Problem to work on
Locate every line in the rows below that contains the string "skyline" and copy each one out. Treat uppercase and lowercase as different.

========

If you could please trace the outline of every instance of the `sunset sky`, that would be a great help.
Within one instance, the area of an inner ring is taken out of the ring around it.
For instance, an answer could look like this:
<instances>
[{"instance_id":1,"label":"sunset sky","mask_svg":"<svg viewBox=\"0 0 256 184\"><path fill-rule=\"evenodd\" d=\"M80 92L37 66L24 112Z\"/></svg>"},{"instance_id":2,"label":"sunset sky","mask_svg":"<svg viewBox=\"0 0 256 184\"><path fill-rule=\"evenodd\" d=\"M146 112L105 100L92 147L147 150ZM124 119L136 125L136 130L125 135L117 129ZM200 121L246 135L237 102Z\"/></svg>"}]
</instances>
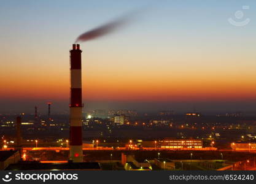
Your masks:
<instances>
[{"instance_id":1,"label":"sunset sky","mask_svg":"<svg viewBox=\"0 0 256 184\"><path fill-rule=\"evenodd\" d=\"M125 28L80 44L86 109L256 111L254 0L0 2L0 113L48 101L67 110L76 39L137 9Z\"/></svg>"}]
</instances>

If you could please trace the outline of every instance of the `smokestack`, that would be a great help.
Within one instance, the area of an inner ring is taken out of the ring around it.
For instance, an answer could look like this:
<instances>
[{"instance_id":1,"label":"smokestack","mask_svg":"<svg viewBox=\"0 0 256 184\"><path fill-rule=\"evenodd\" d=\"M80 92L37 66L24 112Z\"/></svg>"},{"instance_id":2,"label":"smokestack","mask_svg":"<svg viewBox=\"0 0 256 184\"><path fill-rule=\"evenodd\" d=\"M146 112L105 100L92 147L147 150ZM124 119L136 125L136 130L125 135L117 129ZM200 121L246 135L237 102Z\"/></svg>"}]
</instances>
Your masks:
<instances>
[{"instance_id":1,"label":"smokestack","mask_svg":"<svg viewBox=\"0 0 256 184\"><path fill-rule=\"evenodd\" d=\"M82 136L82 74L80 45L73 44L70 50L71 93L69 115L69 159L74 163L83 161Z\"/></svg>"},{"instance_id":2,"label":"smokestack","mask_svg":"<svg viewBox=\"0 0 256 184\"><path fill-rule=\"evenodd\" d=\"M48 102L48 121L49 121L50 123L50 115L51 115L51 102Z\"/></svg>"},{"instance_id":3,"label":"smokestack","mask_svg":"<svg viewBox=\"0 0 256 184\"><path fill-rule=\"evenodd\" d=\"M20 125L21 124L21 117L16 118L16 148L19 150L20 154L21 153L21 132Z\"/></svg>"},{"instance_id":4,"label":"smokestack","mask_svg":"<svg viewBox=\"0 0 256 184\"><path fill-rule=\"evenodd\" d=\"M37 107L34 107L34 117L35 118L37 118Z\"/></svg>"}]
</instances>

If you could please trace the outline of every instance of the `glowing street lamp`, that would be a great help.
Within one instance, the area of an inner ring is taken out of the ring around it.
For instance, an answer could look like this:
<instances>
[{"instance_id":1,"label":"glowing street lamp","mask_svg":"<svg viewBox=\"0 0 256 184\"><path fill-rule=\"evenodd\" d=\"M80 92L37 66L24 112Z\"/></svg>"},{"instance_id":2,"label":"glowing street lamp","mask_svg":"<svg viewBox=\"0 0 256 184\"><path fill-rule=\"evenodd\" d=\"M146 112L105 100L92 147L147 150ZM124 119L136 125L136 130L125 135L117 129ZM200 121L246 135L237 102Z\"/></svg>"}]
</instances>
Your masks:
<instances>
[{"instance_id":1,"label":"glowing street lamp","mask_svg":"<svg viewBox=\"0 0 256 184\"><path fill-rule=\"evenodd\" d=\"M98 149L98 144L99 143L99 140L96 140L96 148Z\"/></svg>"},{"instance_id":2,"label":"glowing street lamp","mask_svg":"<svg viewBox=\"0 0 256 184\"><path fill-rule=\"evenodd\" d=\"M212 151L213 151L213 145L214 144L214 141L212 142Z\"/></svg>"},{"instance_id":3,"label":"glowing street lamp","mask_svg":"<svg viewBox=\"0 0 256 184\"><path fill-rule=\"evenodd\" d=\"M232 143L232 151L234 151L234 145L235 145L235 143L233 142Z\"/></svg>"},{"instance_id":4,"label":"glowing street lamp","mask_svg":"<svg viewBox=\"0 0 256 184\"><path fill-rule=\"evenodd\" d=\"M68 148L68 140L66 140L66 143L67 148Z\"/></svg>"}]
</instances>

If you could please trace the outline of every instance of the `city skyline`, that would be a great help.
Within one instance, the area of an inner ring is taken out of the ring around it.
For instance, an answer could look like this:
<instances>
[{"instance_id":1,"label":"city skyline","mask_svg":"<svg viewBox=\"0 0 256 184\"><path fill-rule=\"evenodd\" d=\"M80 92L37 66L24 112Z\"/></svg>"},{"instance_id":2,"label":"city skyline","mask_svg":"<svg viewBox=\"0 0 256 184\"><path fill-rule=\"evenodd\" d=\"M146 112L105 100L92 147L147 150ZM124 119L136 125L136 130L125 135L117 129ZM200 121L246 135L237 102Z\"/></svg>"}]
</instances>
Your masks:
<instances>
[{"instance_id":1,"label":"city skyline","mask_svg":"<svg viewBox=\"0 0 256 184\"><path fill-rule=\"evenodd\" d=\"M228 18L244 5L250 7L244 17L252 21L231 25ZM5 2L0 8L0 112L33 112L47 101L58 112L68 110L69 50L76 38L141 7L150 8L122 31L81 44L85 109L254 111L255 5Z\"/></svg>"}]
</instances>

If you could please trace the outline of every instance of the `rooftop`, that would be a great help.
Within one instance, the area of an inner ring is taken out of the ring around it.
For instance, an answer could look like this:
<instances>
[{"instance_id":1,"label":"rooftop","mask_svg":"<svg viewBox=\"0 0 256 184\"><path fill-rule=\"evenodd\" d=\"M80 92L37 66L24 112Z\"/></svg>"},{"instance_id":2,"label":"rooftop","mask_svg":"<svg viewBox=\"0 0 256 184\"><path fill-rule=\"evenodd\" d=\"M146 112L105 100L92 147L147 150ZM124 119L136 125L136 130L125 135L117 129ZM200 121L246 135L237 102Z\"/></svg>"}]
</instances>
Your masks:
<instances>
[{"instance_id":1,"label":"rooftop","mask_svg":"<svg viewBox=\"0 0 256 184\"><path fill-rule=\"evenodd\" d=\"M101 170L98 163L41 163L20 162L10 164L6 170Z\"/></svg>"}]
</instances>

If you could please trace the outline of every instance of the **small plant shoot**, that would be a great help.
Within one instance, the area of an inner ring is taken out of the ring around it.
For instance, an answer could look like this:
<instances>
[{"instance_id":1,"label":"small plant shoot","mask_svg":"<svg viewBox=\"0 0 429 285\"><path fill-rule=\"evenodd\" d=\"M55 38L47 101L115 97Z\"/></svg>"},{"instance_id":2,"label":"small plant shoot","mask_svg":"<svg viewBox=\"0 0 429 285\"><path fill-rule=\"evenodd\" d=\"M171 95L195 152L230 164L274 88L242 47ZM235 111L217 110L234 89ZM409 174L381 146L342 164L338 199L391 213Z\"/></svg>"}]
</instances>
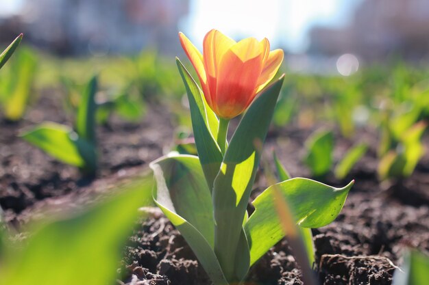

========

Expected answer
If you could please trace the outline of every instance of the `city skyline`, that would be a great help.
[{"instance_id":1,"label":"city skyline","mask_svg":"<svg viewBox=\"0 0 256 184\"><path fill-rule=\"evenodd\" d=\"M80 92L37 66L24 112Z\"/></svg>"},{"instance_id":2,"label":"city skyline","mask_svg":"<svg viewBox=\"0 0 256 184\"><path fill-rule=\"evenodd\" d=\"M146 112L105 100L92 147L147 150ZM124 119L136 125L136 130L125 135L117 129ZM200 121L246 135L237 102Z\"/></svg>"}]
[{"instance_id":1,"label":"city skyline","mask_svg":"<svg viewBox=\"0 0 256 184\"><path fill-rule=\"evenodd\" d=\"M228 18L244 5L250 7L244 17L252 21L231 25ZM5 2L0 8L0 112L33 112L47 101L58 112L68 110L69 50L76 38L141 7L150 8L122 31L81 44L85 109L254 111L255 5Z\"/></svg>"}]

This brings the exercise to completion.